START Records for processing

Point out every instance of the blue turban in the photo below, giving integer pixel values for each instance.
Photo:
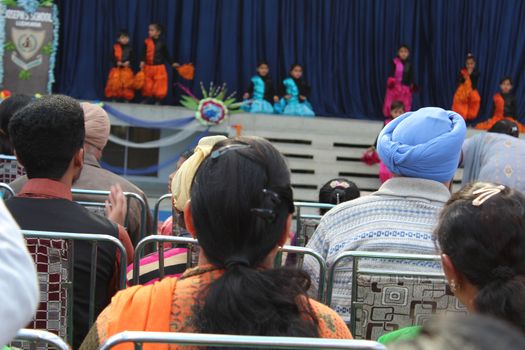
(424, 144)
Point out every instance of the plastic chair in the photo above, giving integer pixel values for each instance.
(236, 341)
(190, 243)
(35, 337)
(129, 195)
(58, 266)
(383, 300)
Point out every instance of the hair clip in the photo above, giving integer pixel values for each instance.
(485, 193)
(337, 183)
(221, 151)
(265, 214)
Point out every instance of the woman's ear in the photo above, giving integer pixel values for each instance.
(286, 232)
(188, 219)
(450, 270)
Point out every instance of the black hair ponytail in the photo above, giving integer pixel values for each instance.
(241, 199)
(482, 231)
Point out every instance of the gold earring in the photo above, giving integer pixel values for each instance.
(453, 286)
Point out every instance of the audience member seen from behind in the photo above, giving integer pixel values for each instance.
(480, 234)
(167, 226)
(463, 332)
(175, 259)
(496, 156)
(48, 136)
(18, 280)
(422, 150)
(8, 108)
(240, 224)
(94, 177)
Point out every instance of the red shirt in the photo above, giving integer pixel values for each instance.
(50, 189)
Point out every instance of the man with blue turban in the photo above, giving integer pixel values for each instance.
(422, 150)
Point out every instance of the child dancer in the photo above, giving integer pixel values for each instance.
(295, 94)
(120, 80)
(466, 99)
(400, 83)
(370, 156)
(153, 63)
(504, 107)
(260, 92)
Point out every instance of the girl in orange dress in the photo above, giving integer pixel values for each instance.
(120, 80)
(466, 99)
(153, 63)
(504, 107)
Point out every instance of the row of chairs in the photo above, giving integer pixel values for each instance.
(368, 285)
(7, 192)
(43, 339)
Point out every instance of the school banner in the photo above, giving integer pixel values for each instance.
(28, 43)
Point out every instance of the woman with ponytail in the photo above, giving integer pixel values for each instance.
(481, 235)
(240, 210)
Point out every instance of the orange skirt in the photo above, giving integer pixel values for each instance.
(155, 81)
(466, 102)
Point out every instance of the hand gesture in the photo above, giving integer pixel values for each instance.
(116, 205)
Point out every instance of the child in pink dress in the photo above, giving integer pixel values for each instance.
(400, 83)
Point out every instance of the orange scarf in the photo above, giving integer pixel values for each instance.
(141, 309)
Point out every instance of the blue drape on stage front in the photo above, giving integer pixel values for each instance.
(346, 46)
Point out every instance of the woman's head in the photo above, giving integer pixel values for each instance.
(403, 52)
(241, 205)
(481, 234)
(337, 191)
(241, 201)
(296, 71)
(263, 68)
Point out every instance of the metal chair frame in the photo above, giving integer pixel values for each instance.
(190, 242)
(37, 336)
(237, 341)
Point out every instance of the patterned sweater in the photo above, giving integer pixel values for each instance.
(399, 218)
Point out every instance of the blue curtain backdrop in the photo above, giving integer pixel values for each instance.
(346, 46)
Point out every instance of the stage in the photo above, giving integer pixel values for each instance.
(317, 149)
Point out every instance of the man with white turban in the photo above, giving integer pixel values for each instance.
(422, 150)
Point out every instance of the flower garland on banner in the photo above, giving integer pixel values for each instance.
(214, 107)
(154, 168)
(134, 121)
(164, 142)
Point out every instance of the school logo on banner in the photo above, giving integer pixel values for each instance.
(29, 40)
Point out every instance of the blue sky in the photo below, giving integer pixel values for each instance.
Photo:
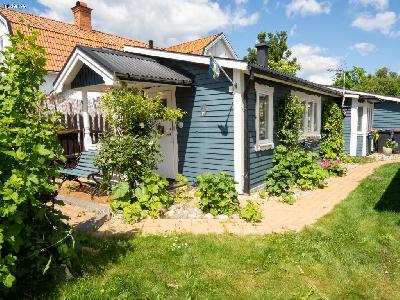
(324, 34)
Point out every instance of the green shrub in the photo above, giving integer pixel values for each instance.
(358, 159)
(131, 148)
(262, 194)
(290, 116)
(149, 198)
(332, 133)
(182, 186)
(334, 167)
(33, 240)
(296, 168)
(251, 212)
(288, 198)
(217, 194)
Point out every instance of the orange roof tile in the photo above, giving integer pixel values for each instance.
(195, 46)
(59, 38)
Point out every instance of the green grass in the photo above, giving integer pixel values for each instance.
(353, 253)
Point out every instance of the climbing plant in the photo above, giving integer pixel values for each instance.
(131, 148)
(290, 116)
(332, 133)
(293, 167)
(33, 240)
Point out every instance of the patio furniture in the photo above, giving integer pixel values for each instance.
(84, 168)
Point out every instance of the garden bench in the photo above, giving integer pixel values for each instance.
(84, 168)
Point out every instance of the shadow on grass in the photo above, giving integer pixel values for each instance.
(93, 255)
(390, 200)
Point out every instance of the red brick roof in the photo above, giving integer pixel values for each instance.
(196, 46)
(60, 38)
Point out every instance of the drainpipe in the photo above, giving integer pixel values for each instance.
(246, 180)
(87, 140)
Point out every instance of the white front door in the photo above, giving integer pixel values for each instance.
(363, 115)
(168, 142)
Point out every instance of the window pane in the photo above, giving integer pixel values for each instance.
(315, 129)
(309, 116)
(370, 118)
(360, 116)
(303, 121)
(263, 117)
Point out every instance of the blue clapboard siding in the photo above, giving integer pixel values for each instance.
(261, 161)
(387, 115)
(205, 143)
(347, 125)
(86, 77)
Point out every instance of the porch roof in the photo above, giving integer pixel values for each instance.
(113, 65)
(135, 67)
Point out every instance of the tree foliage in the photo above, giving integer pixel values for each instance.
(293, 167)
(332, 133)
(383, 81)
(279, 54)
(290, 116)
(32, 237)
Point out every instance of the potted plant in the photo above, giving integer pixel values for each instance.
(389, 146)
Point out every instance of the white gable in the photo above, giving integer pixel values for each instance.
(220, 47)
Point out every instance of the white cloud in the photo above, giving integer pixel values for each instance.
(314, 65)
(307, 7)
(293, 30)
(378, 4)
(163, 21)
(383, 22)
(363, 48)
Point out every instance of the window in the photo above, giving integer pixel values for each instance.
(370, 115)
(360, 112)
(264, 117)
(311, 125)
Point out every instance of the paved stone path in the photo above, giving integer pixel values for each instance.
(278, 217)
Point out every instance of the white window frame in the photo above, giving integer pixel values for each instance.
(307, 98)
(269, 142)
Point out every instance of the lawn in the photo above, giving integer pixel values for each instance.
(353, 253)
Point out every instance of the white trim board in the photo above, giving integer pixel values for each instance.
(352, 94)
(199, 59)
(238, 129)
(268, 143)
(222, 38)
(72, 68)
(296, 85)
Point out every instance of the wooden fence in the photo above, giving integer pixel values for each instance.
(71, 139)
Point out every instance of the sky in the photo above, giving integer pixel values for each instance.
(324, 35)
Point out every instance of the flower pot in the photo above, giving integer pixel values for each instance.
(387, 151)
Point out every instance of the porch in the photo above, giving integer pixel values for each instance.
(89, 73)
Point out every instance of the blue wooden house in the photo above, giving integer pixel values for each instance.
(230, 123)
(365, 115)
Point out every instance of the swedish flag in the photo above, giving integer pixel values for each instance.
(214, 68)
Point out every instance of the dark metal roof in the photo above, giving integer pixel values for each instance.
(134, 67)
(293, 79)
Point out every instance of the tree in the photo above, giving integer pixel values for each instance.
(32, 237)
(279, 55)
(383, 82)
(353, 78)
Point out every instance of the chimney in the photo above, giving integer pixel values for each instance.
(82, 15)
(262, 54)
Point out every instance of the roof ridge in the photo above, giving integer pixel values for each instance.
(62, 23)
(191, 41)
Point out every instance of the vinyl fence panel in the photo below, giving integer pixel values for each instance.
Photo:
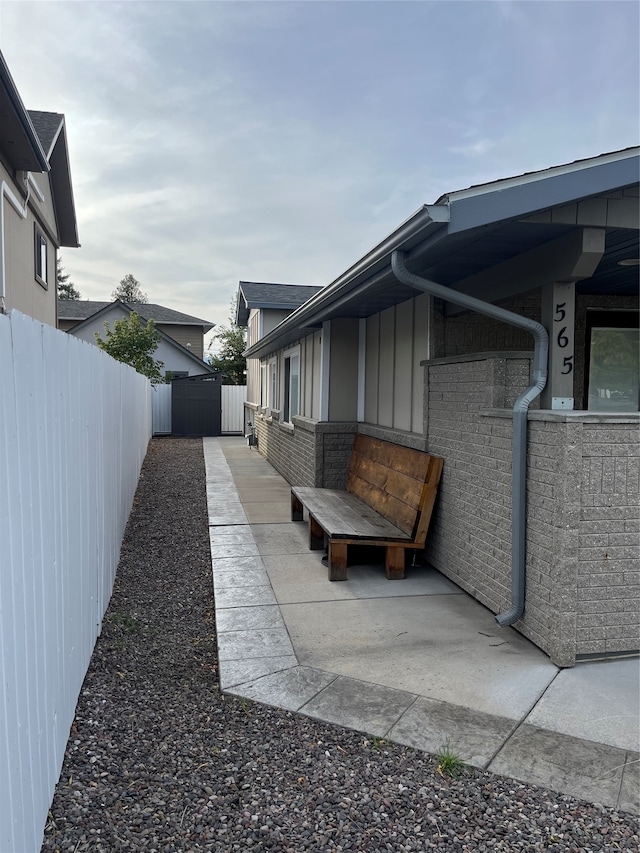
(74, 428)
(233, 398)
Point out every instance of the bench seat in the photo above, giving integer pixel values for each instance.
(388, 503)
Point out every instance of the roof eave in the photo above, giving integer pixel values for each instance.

END Records for processing

Exact copy, no pictures: write out all the records above.

Point out every instance of the blue turban in the photo below, giving integer pixel values for each instance.
Photo:
(424, 144)
Point out every instance of the plastic chair in the photo above, giving integer pixel values for each instance.
(236, 341)
(190, 243)
(35, 337)
(129, 195)
(58, 266)
(383, 300)
Point out every instance of the hair clip in the photo above, giving integer pixel values for each instance.
(485, 193)
(337, 183)
(221, 151)
(265, 214)
Point out every instance of the woman's ear in the photo above, giving integer pixel values for each instance.
(286, 232)
(188, 219)
(450, 270)
Point out every instance of the black hair ponytail in the photo above, giving integer pixel values for each instance.
(241, 199)
(482, 231)
Point out every instance of the gold earring in the photo above, giving integer pixel values for each instance.
(453, 286)
Point out every instance of the audience member seen from behind in the photo above, giving integer pixel values for each instance.
(480, 234)
(167, 226)
(463, 332)
(175, 259)
(496, 156)
(48, 136)
(18, 280)
(422, 150)
(8, 108)
(240, 224)
(94, 177)
Point out every instance of the red shirt in the photo above, giving integer pixel values for each instance.
(50, 189)
Point out every instance of the man with blue turban in the photo above, giving integer pixel values for each instance.
(422, 150)
Point out every instance of the child dancer in the photo above, giving integer pixel values for each instance.
(295, 94)
(120, 80)
(466, 99)
(400, 83)
(370, 156)
(153, 63)
(504, 107)
(260, 92)
Point out every instance of the girl in orange dress in the photo above, giving integer pixel values for each instance.
(120, 80)
(466, 99)
(153, 63)
(504, 107)
Point out every instance of the row of chairs in the photo above, giving integer pixel values for each instance.
(368, 285)
(7, 192)
(43, 339)
Point out every instance of the school banner in the photo above, giving integer pixel values for each instance.
(28, 43)
Point out every instance of the woman with ponytail in the photo above, giving integer pixel values for each instance.
(481, 235)
(240, 210)
Point out every instance of the orange skirt in the photo above, giving integer pixel values for each instance.
(155, 81)
(466, 102)
Point out every instance of the hand gesture in the photo above, giving integer pixel values for each instance.
(116, 205)
Point out every instance of the child in pink dress in the photo above, giving integer pixel values for each instance.
(400, 83)
Point out every instance of the orange scarf in the photo above, giving integer pixel values for each instance.
(141, 309)
Point out every instance of the blue drape on stage front in the photo above, giving integer pixel values for each instance.
(346, 46)
Point out every instance of the woman's head in the photo above, giving integer pixel values for each instance.
(403, 52)
(241, 205)
(481, 234)
(337, 191)
(241, 201)
(296, 71)
(263, 68)
Point out every instance of the metal chair frame in the photo above, giving integer pixel values for each instance.
(190, 242)
(37, 336)
(237, 341)
Point out every instance of the patterned sweater in the photo above, giving integer pixel values for each instance.
(399, 218)
Point out every instance of the blue curtain backdrop in the photo above, giving integer pixel values for each instance.
(346, 46)
Point out every instance of the stage in the photo above, giving integer pixel values for each instance.
(317, 149)
Point out every instance of the man with white turban in the photo above, giving integer pixel values for each instance.
(422, 150)
Point out every instance of the flower garland on banner in the photo above, giving integer pixel values for each instance.
(214, 107)
(154, 168)
(134, 121)
(164, 142)
Point out every instance of the school logo on banner in the photo above, giving integer pixel values for each instance.
(29, 40)
Point out every instance of the blue sky in the photo below, giving integer pixel values for each instance.
Photo:
(324, 34)
Point out every instance of the green shrub in the photo above, giving integer pixel values for each instance.
(358, 159)
(131, 148)
(262, 194)
(290, 116)
(149, 198)
(332, 133)
(182, 186)
(334, 167)
(33, 240)
(296, 168)
(251, 212)
(288, 198)
(217, 194)
Point out every instance of the orange roof tile in the photo above, giving integer pixel values for each instance.
(195, 46)
(59, 38)
Point out every instance of the green grass in the photo above, giving integer pixel values for each instance.
(353, 253)
Point out every instance of the climbing plant in the photo above, giving integer pixel values for each instance.
(131, 148)
(290, 116)
(332, 133)
(293, 167)
(33, 240)
Point out every instance of the patio furniture in the photo above, giving integer pixel values for each instance.
(84, 168)
Point out every instance of the garden bench in the photo above, giving integer pixel values for each instance.
(84, 168)
Point out every instance of the shadow on grass in the photo above, giving integer pixel values for each instance.
(93, 255)
(390, 200)
Point out every instance of the red brick roof in the photo above, giving integer pixel values for each instance.
(196, 46)
(60, 38)
Point out every instance of the drainpipe in the photo above, giving integer pixel values for each instance.
(246, 180)
(87, 140)
Point out every instance of the white front door in the photo above, giving integer pixel values for each instance.
(363, 115)
(168, 142)
Point out every instance of the window pane in the photo above, giving integer pixel values for each instance.
(315, 129)
(309, 116)
(370, 118)
(360, 116)
(303, 121)
(263, 117)
Point out every instance of the blue clapboard siding in the photo above, giving integer pixel values for each instance.
(261, 161)
(387, 115)
(205, 143)
(347, 125)
(86, 77)
Point out every instance of the porch roof in the photo above, giving integer pixel values for each instance.
(113, 65)
(135, 67)
Point out every instance of the tree foliage in the photo above, giving integer pixel values for each instance.
(293, 167)
(332, 133)
(383, 81)
(279, 54)
(290, 116)
(32, 237)
Point out every instance of the potted plant in the photo above, giving integer pixel values for each instance.
(389, 146)
Point out every instance of the white gable in the photo above, giving integer pixel values for each instance.
(220, 47)
Point out every instance of the white cloud in the photo above, giving integer pixel values for each instance.
(314, 65)
(307, 7)
(293, 30)
(378, 4)
(163, 21)
(383, 22)
(363, 48)
Point out every instance of the window in the photo above, giving integer pixel values for each instance.
(370, 115)
(360, 112)
(264, 117)
(311, 125)
Point out every instance of the paved stone path in the photo above, giving integer pixel values for each instance.
(278, 217)
Point out every instance of the white window frame in the photo above, giving integer pixel values for each instance.
(307, 98)
(269, 142)
Point out every instance of the lawn in the photo above, giving integer pixel values for each instance.
(353, 253)
Point out every instance of the white trim board in the photo above, giving integer pixel values for each instance.
(352, 94)
(199, 59)
(238, 129)
(268, 143)
(222, 38)
(72, 68)
(296, 85)
Point out every instance of the wooden fence in the photo above, giving integer pixel values for each instance.
(71, 139)
Point out every instance of the sky in the photo above, giving integer pixel values for each instance.
(324, 35)
Point out every instance of the flower pot in the photo above, giving integer pixel values for each instance.
(387, 151)
Point out every instance of the porch in the photo above, giving integer pixel values for each instance.
(89, 73)
Point out every instance of the blue wooden house in the photo above, giving integer pixel values for each instance.
(230, 123)
(365, 115)
Point out every instance of the swedish flag in the photo above, giving integer pixel values for each instance.
(214, 68)
Point out every instance of the dark metal roof in the photo above, giving integer pixel values for each instance.
(134, 67)
(293, 79)
Point out every instance of the tree in the photo above, giving integer pixel values for each instance.
(32, 237)
(279, 55)
(383, 82)
(353, 78)
Point out every instance of the chimney in the photo above, giving integer pixel values for each instance.
(82, 15)
(262, 54)
Point out every instance of the roof ridge in the photo above, giving integer pixel values for each instance.
(62, 23)
(191, 41)
Point out every instance of the vinyl fence panel in the photo below, giving integer pixel values for each instance.
Photo:
(74, 428)
(233, 398)
Point out every instance of the bench seat in the photo above, giving integer pixel values for each instance.
(388, 503)
Point out every instance of the roof eave in the photo above, giving integer pixel values for each instance.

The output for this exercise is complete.